'''

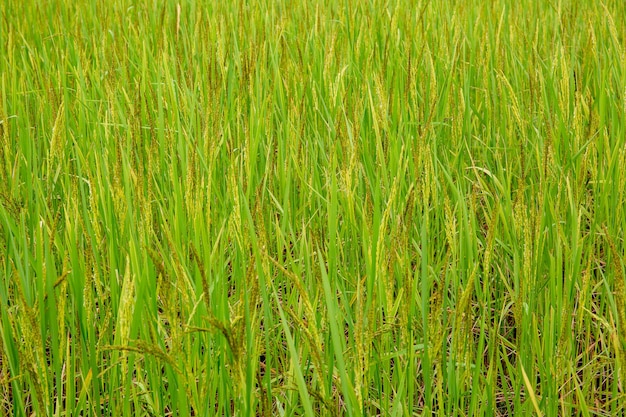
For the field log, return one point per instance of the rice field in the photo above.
(312, 208)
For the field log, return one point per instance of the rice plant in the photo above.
(317, 208)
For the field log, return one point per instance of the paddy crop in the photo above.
(312, 208)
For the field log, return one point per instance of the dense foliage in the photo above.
(312, 208)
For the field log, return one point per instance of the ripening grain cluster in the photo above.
(312, 208)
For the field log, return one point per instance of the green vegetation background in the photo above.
(312, 208)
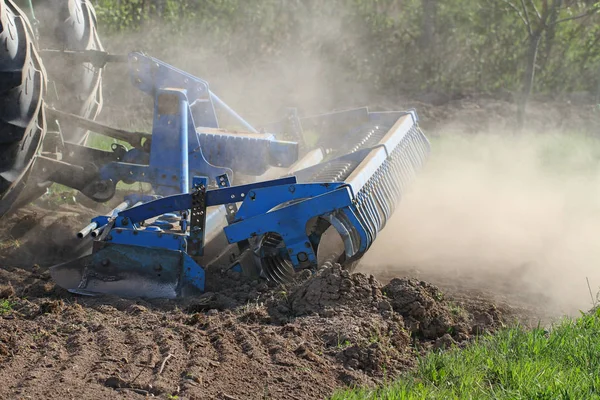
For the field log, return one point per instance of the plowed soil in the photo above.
(248, 340)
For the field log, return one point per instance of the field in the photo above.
(480, 246)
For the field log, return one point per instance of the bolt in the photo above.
(302, 257)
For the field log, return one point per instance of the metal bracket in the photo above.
(198, 217)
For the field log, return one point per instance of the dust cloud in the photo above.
(518, 215)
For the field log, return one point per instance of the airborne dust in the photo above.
(516, 215)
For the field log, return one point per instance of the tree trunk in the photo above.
(428, 27)
(528, 77)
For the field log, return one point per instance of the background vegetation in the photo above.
(397, 46)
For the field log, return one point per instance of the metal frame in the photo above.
(190, 162)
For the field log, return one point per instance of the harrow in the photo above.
(210, 203)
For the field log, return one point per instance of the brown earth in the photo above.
(244, 340)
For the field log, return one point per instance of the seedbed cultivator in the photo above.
(210, 204)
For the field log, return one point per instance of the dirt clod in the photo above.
(241, 339)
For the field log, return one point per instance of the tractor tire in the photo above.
(75, 86)
(22, 88)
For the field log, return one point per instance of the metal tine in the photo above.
(373, 214)
(380, 206)
(380, 197)
(373, 190)
(366, 207)
(388, 198)
(382, 194)
(362, 213)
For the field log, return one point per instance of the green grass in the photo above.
(563, 363)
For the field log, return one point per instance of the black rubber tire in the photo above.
(75, 87)
(22, 88)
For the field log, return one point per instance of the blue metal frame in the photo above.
(358, 205)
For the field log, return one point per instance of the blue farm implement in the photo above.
(210, 205)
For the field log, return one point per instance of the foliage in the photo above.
(515, 364)
(476, 45)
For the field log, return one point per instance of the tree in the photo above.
(541, 18)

'''

### Task details
Reproduce all of the material above verbatim, omitting the pictures from your answer.

### Full output
For the field log, return one point per instance of the rice field in the photo above.
(312, 208)
For the field log, return one point per instance of the rice plant in the photo above.
(317, 208)
For the field log, return one point per instance of the paddy crop in the photo above.
(312, 208)
For the field log, return one point per instance of the dense foliage in the photo above.
(312, 208)
For the field log, return one point per instance of the ripening grain cluster in the photo above.
(312, 208)
For the field log, return one point per instance of the green vegetation background in the photo above.
(312, 208)
For the field log, return one point per instance of the plowed soil in the photo above.
(248, 340)
For the field log, return one point per instance of the field in the photo above.
(480, 246)
For the field log, return one point per instance of the bolt in the photo above.
(302, 257)
For the field log, return one point per instance of the metal bracket in the photo above.
(198, 217)
For the field log, return one point per instance of the dust cloud in the photo above.
(518, 215)
For the field log, return one point per instance of the airborne dust in the photo above.
(516, 215)
For the field log, return one point per instance of the tree trunk in the photo above.
(428, 27)
(528, 77)
For the field log, return one point per instance of the background vegetation in the photo above.
(397, 46)
For the field log, return one point per instance of the metal frame in the photo above.
(190, 162)
For the field log, return one point per instance of the harrow in the photo above.
(210, 203)
For the field log, return one point per instance of the brown earth in the photo above.
(244, 340)
For the field log, return one point per instance of the seedbed cultivator in the photo above.
(210, 204)
For the field log, return one point per instance of the dirt clod in the photo above.
(241, 339)
For the field log, return one point per instance of the tractor tire in the photo above.
(75, 86)
(22, 88)
For the field log, return one point per instance of the metal tine in the photo above.
(373, 214)
(380, 206)
(380, 197)
(373, 190)
(366, 207)
(388, 198)
(382, 194)
(362, 213)
For the field log, return one point per instance of the green grass in the photo above.
(563, 363)
For the field log, return one point per instance of the black rubber tire in the photo above.
(75, 87)
(22, 88)
For the field log, return one point per instance of the blue metal frame in the photo above.
(358, 205)
For the field log, return one point per instance of the blue farm implement in the photo above.
(210, 205)
For the field log, return one point per instance of the foliage in the photo above.
(515, 364)
(476, 45)
For the field log, return one point per instance of the tree in the photo above.
(541, 18)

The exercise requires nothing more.